> Work task 1: In the article on seasonal mood changes, which two medical schools is Dr. John Sharp on the faculty of?
> Work task 2: Reproduce the passage of the article on seasonal mood changes from "Have you ever" to "may not recognize.".

> Text provided:
■ ■ ■ ■ ■ ■ ■
Emotional But Don't Know Why? The "Other" Sesonal Affective Disorder

Posted on November 28, 2015

Photo source: Freeimages

Have you ever noticed that your mood changes in a similar way at a particular time of year for reasons you can’t quite pinpoint? Maybe you often feel slightly on edge or blue during the week of Thanksgiving, even though nothing bad has happened (yet). Or you tend to feel anxious, irritable or vaguely ill at ease when fall turns to winter, which happens to be when your parents split up or your best friend moved away. The truth is, particular holidays, months or even seasons can carry emotional baggage that you may not recognize.

Each of us has emotional hotspots in time that are “irreversibly tied to our past,” according to Dr. John Sharp, a psychiatrist on the faculty of Harvard Medical School and the UCLA School of Medicine. “What’s happening is your mind is making sense of your experiences without your really thinking about it; it’s a form of pattern recognition.” In other words, it’s as if your subconscious is making a note to self, based on environmental factors or sensory conditions that trigger an association from the past.

Whether they’re obvious or hidden, these connections often involve memories of noteworthy events in our lives (such as moving to a new state or being in a horrible car accident or a frightening fire) or holiday-related family get-togethers. But they can also be tied to a particular loss (such as the death of a loved one or a devastating break-up or divorce) or to personal struggles (with finances or substance abuse, for example). “The emotions bleed across time from the past to the present,” Sharp explains.

Research refers to this phenomenon as “anniversary reactions,” “holiday effects” or “birthday blues” – and studies have found that the emotional impact is particularly strong for parents who have lost a child and for older, bereaved spouses.
■ ■ ■ ■ ■ ■ ■
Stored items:
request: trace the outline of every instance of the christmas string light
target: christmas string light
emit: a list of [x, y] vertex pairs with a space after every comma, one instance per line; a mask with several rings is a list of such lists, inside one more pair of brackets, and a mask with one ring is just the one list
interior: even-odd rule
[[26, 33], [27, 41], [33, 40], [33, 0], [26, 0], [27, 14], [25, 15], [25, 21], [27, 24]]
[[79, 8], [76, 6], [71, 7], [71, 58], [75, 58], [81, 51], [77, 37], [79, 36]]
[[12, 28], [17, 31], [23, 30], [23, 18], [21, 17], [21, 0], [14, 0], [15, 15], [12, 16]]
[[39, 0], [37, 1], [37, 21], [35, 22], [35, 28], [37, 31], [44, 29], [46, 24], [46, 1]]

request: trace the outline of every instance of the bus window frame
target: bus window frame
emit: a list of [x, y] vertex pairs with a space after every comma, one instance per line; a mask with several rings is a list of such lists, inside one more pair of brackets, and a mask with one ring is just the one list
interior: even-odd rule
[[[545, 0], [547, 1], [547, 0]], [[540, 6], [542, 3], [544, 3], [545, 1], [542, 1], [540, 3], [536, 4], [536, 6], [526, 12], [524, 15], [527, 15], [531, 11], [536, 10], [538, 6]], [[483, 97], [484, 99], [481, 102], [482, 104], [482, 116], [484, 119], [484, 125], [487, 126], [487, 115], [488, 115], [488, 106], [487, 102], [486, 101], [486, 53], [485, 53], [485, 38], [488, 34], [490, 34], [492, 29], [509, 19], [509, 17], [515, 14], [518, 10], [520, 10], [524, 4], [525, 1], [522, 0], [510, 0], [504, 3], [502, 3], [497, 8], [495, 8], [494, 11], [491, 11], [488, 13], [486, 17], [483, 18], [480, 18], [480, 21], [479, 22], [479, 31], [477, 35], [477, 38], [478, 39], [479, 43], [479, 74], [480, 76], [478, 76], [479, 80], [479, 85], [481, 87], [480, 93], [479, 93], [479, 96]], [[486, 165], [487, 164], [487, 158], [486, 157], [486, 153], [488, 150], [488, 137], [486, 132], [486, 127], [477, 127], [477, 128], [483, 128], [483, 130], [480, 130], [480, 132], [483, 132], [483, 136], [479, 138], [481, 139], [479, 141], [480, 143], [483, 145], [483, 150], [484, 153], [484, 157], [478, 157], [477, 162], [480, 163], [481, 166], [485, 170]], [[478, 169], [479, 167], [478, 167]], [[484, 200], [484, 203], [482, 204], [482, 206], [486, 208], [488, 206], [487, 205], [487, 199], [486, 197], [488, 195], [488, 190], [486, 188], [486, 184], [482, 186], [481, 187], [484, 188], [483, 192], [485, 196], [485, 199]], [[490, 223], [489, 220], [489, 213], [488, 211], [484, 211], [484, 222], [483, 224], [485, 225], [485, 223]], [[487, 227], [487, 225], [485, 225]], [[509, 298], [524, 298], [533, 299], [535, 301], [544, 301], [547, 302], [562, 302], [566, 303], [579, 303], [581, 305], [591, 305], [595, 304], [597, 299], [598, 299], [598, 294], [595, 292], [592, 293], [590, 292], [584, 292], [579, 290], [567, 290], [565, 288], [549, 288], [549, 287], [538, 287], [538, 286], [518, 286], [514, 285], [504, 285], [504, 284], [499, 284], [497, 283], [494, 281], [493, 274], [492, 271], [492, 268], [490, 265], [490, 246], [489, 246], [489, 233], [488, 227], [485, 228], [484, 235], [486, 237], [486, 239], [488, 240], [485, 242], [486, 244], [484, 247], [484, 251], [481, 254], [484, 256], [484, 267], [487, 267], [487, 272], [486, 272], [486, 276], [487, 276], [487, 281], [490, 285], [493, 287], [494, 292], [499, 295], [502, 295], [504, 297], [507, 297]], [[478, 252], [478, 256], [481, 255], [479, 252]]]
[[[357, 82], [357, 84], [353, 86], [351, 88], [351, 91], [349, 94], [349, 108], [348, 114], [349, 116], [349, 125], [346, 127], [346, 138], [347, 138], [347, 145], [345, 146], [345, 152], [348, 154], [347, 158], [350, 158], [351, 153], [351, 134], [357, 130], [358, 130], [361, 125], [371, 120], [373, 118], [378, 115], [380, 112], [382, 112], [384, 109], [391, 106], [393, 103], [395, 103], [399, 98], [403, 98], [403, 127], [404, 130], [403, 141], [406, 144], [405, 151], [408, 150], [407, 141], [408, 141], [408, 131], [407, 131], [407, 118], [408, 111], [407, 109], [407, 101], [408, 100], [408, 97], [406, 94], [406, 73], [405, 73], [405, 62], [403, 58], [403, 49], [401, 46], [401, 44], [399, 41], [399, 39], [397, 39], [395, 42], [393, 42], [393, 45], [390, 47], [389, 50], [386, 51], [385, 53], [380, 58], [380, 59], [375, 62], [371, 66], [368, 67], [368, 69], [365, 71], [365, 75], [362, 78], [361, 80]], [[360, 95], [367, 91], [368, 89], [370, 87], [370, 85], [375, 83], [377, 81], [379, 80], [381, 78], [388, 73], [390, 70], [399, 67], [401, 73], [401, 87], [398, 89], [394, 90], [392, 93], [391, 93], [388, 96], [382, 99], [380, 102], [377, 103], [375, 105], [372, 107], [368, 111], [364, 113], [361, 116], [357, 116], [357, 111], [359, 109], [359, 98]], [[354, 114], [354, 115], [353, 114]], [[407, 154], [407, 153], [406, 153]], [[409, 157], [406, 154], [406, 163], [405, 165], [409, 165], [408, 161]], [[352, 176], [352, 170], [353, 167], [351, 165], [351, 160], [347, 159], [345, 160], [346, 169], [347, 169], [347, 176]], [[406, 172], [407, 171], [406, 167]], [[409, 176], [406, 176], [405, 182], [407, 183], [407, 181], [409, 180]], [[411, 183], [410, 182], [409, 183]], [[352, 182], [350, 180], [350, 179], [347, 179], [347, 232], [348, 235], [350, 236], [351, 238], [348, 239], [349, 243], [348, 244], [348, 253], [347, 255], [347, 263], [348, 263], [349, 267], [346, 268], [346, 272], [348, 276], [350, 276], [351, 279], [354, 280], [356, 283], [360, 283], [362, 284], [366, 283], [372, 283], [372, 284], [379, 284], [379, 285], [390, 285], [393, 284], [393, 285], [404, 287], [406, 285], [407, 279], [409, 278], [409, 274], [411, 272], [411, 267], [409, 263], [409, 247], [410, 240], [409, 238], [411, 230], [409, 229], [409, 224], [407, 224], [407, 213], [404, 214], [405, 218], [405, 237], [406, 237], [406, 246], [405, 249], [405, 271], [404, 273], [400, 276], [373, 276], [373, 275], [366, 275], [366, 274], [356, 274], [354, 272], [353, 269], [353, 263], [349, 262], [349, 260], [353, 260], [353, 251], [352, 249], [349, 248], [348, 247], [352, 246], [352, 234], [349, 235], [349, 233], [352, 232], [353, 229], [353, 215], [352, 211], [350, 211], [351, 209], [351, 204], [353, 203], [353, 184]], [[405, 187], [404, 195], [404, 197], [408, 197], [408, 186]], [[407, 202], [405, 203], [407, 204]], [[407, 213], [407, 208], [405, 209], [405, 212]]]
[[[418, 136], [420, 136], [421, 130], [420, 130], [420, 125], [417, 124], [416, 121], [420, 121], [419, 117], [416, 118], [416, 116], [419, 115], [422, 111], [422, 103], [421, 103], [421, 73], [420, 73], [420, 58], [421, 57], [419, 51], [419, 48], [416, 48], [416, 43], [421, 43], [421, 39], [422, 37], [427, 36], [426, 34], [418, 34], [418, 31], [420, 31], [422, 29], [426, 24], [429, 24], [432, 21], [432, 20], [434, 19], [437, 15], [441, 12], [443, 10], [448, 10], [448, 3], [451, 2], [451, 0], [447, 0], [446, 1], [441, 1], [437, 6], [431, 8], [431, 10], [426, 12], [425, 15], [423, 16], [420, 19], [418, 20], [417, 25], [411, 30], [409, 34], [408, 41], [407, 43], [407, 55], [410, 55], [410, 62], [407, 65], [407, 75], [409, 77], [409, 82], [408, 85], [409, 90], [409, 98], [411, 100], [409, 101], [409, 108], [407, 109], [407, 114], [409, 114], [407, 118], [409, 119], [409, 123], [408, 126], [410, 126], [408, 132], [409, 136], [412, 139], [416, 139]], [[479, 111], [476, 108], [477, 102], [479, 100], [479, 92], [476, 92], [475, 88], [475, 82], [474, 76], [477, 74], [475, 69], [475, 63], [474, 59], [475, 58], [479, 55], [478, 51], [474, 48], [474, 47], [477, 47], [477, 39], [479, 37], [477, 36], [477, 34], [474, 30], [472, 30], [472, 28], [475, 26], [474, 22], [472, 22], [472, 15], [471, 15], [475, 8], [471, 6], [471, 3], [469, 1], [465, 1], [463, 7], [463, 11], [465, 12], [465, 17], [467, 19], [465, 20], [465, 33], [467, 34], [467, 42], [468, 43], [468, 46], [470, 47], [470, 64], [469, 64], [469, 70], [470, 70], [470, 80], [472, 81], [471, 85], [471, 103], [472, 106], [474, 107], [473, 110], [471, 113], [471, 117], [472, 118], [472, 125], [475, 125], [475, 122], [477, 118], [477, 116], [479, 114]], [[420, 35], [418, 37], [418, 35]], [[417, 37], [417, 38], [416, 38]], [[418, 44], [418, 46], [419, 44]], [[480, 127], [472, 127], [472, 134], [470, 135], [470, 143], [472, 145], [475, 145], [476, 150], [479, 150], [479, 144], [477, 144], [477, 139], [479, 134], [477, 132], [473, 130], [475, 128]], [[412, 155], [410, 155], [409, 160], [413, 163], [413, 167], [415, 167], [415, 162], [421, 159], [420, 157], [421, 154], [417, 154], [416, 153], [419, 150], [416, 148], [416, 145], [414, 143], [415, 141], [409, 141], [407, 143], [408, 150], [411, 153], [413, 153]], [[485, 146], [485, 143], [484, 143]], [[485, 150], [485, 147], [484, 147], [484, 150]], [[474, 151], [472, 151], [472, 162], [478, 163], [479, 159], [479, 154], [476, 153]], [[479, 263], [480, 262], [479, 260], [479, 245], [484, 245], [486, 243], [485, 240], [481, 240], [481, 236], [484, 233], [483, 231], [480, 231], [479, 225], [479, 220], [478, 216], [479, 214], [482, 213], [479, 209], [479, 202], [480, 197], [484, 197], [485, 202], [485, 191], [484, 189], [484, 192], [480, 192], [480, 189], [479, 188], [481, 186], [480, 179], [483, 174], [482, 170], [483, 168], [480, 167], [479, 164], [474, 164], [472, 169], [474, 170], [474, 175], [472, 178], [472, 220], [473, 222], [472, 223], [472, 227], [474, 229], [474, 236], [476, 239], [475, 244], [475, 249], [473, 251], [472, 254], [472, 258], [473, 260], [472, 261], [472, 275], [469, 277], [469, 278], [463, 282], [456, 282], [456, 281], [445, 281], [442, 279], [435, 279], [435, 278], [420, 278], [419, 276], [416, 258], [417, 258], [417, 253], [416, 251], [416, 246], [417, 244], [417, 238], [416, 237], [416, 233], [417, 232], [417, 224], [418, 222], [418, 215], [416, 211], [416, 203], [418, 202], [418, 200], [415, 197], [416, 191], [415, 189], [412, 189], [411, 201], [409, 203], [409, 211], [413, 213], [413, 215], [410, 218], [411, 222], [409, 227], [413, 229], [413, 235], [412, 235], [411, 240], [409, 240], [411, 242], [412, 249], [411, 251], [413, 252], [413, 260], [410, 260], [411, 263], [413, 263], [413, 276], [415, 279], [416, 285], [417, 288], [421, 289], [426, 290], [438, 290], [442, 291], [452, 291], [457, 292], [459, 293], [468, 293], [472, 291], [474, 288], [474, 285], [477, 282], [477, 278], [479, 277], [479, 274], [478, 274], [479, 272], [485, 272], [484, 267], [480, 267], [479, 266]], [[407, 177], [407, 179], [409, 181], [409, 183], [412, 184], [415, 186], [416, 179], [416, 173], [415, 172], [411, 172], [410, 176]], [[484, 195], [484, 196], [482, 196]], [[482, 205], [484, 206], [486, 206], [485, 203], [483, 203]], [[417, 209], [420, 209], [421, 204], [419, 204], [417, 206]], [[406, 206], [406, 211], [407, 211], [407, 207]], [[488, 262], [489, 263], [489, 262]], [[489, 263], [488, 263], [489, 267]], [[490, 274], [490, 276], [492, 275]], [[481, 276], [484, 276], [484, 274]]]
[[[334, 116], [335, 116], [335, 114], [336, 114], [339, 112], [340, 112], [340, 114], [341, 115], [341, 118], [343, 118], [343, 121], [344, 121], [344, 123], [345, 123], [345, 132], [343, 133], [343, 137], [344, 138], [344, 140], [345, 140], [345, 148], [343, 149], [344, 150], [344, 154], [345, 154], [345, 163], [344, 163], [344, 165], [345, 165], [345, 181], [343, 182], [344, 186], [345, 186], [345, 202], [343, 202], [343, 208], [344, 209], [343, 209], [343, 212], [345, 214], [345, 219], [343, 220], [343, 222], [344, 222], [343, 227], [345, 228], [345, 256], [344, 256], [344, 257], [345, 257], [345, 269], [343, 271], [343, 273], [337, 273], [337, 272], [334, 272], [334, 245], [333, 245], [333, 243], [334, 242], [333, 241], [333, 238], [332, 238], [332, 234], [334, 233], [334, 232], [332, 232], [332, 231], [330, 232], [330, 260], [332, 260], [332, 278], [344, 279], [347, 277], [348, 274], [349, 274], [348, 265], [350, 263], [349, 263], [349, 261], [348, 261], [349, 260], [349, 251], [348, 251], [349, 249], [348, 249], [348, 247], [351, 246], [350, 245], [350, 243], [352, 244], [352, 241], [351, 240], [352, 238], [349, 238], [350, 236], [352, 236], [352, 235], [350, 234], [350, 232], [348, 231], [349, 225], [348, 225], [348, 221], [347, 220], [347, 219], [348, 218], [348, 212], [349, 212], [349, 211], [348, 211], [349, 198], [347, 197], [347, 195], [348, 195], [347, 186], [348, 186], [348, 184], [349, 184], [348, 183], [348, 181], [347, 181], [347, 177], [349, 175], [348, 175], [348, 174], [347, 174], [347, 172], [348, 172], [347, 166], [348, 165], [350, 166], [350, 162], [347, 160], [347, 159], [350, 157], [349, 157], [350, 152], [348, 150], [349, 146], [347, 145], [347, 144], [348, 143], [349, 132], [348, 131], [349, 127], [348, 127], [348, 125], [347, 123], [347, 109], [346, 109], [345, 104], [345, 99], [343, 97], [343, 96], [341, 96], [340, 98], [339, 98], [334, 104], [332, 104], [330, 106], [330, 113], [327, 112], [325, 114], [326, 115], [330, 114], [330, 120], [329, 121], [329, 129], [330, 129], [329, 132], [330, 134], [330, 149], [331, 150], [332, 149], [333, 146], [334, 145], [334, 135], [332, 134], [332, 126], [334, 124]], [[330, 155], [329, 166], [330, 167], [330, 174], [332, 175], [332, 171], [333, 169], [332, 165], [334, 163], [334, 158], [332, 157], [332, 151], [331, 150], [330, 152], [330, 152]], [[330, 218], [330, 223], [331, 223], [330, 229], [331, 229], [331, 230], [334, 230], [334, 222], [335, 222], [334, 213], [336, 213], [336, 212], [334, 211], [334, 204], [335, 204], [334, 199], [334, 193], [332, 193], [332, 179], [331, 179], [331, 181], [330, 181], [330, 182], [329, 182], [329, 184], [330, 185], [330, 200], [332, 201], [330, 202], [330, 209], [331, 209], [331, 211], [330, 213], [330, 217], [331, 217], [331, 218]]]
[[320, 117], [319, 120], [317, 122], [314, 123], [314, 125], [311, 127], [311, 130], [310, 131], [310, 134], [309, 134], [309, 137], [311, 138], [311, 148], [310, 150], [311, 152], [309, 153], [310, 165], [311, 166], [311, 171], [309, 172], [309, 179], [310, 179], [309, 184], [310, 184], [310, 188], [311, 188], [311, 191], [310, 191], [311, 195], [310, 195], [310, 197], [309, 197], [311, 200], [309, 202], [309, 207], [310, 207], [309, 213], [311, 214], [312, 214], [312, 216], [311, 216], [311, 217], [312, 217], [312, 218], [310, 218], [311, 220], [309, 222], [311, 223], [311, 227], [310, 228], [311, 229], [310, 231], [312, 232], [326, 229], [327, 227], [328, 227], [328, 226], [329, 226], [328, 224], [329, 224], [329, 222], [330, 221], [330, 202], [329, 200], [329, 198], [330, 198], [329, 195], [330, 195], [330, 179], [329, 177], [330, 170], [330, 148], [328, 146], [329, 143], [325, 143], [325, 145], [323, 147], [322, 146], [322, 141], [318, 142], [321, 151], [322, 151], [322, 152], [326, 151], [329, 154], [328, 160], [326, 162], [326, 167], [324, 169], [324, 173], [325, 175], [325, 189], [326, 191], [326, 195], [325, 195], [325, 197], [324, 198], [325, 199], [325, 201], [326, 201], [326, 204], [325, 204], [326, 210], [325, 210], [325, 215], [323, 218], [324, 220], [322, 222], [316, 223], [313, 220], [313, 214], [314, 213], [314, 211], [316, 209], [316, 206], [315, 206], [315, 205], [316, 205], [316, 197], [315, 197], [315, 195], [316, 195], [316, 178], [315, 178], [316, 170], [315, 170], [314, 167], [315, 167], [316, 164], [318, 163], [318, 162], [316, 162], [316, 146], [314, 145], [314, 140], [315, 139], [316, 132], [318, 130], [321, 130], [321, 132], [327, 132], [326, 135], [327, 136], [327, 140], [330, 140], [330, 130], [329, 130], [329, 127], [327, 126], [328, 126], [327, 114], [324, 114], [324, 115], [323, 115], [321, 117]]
■ ■ ■ ■ ■ ■ ■
> Output 1: Harvard Medical School and the UCLA School of Medicine.

> Output 2:
Have you ever noticed that your mood changes in a similar way at a particular time of year for reasons you can’t quite pinpoint? Maybe you often feel slightly on edge or blue during the week of Thanksgiving, even though nothing bad has happened (yet). Or you tend to feel anxious, irritable or vaguely ill at ease when fall turns to winter, which happens to be when your parents split up or your best friend moved away. The truth is, particular holidays, months or even seasons can carry emotional baggage that you may not recognize.